Once the line with "For every instance of the painted" is found in the data, output it and each following line exactly, up to and including the line with "Query: painted handicap symbol", and nothing before or after.
[Start of Attachment]
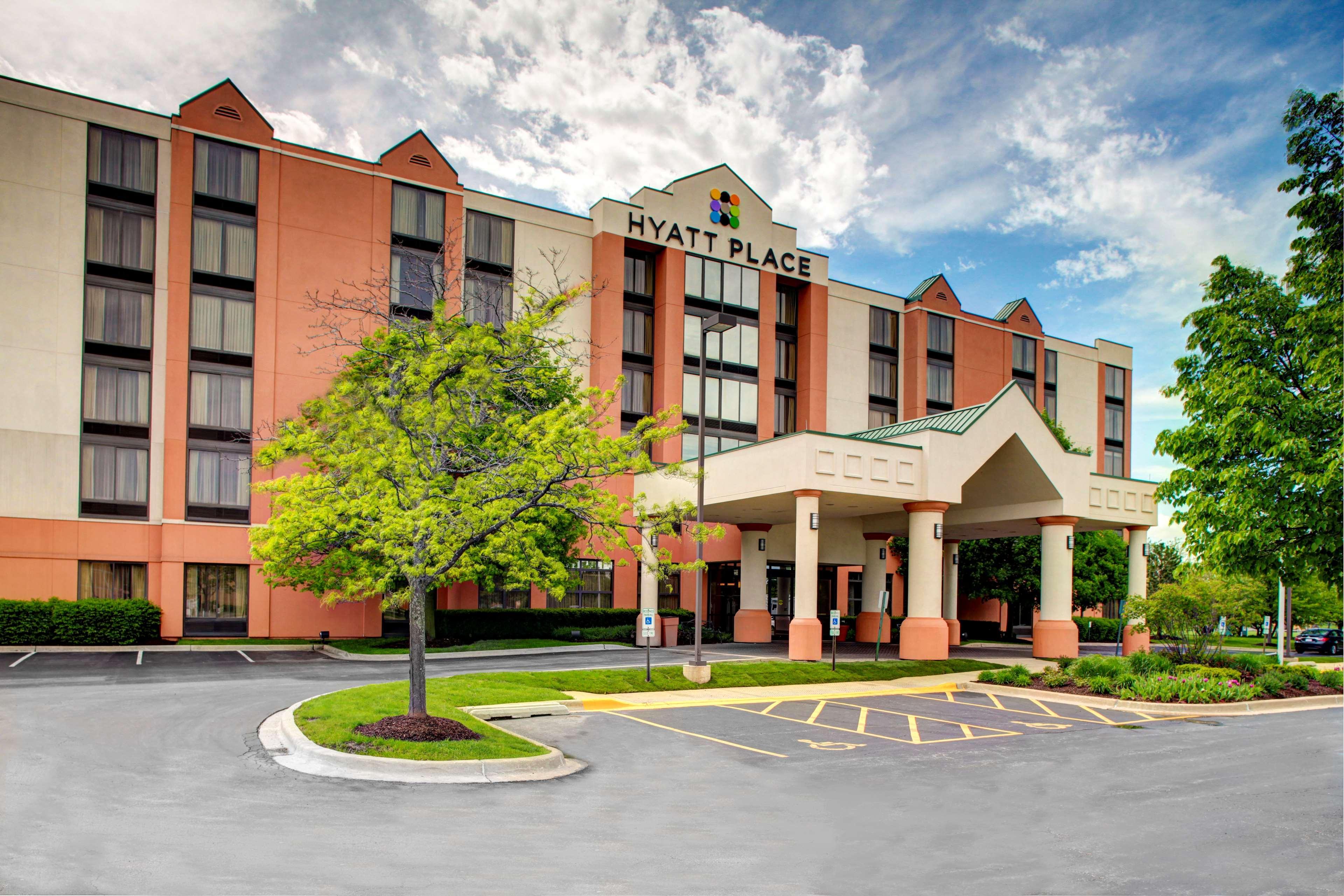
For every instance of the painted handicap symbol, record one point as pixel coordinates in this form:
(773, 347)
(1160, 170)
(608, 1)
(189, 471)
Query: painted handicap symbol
[End of Attachment]
[Start of Attachment]
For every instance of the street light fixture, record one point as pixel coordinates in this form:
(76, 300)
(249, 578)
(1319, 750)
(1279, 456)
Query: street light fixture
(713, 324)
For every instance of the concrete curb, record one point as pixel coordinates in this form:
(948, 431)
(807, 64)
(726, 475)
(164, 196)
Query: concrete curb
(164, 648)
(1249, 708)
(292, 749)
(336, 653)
[End of Attachment]
[Start of Attachment]
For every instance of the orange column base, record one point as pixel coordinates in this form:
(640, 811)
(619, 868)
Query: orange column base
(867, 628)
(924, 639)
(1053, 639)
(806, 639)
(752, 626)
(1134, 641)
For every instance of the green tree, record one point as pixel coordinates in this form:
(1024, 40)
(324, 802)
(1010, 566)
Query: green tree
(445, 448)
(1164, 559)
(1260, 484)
[End of Attachment]
> [Solution]:
For every instance of the painted handicap symbol, record one point as pixel coordinates in this form:
(773, 347)
(1160, 170)
(608, 1)
(189, 471)
Query: painted handicap symbol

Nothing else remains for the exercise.